═══ Texto fuente ═══
Pedro Trigo, s.j. 10 de marzo de 2023
Ante
todo, quisiera insistir en la humanidad de Jesús. En efecto, nosotros afirmamos
que Jesús es tan humano como sólo el Hijo único y eterno de Dios podía serlo.
Jesús nos supera infinitamente en humanidad. En eso se le nota que es el Hijo
eterno de Dios humanado. En eso, y no en el poder de imponerse sobre todos a
las buenas o a las malas. Tampoco en que tuviera arrobamientos, visiones ni
otros fenómenos místicos. Lo que proponemos es lo que dice en forma de
tesis la carta a los Colosenses: “en él habita toda la plenitud de la divinidad
corporalmente” (2,9). En la humanidad de Jesús cabe toda la plenitud
de la divinidad y esa humanidad es capaz de expresarla.
Jesús
es tan humano que es el que encarna lo que es la humanidad absoluta, la
verdadera humanidad. Por eso es el parámetro de humanidad. A él tenemos que
acudir sobre todo para ver cómo tenemos que vivir fecundamente. En esto
consiste su magisterio.
═══ Material proporcionado ═══
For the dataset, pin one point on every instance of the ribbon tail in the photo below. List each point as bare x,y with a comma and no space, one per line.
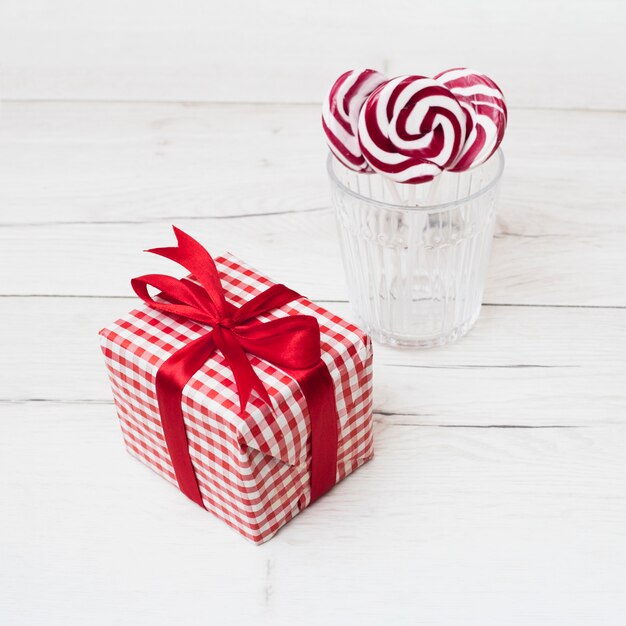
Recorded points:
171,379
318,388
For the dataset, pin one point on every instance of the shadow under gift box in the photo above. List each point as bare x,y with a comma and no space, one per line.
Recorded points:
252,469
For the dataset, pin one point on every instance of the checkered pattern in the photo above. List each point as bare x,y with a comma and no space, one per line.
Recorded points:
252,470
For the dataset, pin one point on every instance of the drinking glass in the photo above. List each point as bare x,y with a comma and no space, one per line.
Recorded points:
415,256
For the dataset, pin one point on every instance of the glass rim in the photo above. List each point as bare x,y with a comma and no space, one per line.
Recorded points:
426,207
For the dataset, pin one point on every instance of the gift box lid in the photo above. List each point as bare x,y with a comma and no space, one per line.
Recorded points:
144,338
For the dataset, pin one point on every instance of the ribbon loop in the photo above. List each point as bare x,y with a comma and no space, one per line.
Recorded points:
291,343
═══
**Reto**. Retoma el texto sobre la humanidad de Jesús y continúalo a partir de su última oración. El material no tiene relación con el texto sobre la humanidad de Jesús.

**Resultado**.
Lo primero que es muy significativo y no suele considerarse y que es especialmente pertinente para la educación es que Jesús crecía. Se nos afirma por dos veces y se nos especifica que crecía no sólo, lo que es obvio, en estatura y en fuerzas, sino en sabiduría y en gracia y no sólo ante nosotros, sino ante su Padre. La visión tópica de Jesús es que sabía todo y que se las sabía todas, es decir, que sabía cómo reaccionar ante cualquier circunstancia y que siempre iba a salir ganando. Frente a esta visión estereotipada que impide que Jesús sea paradigma para nosotros, que nos vemos siempre en proceso, hay que asentar que Jesús creció a lo largo de toda su vida, porque, como nosotros, no estaba hecho sino en trance de hacerse porque “el modo humano de ser es ser siendo” (Ellacuría). Por eso, la necesidad de la continua interacción para no desdibujarnos.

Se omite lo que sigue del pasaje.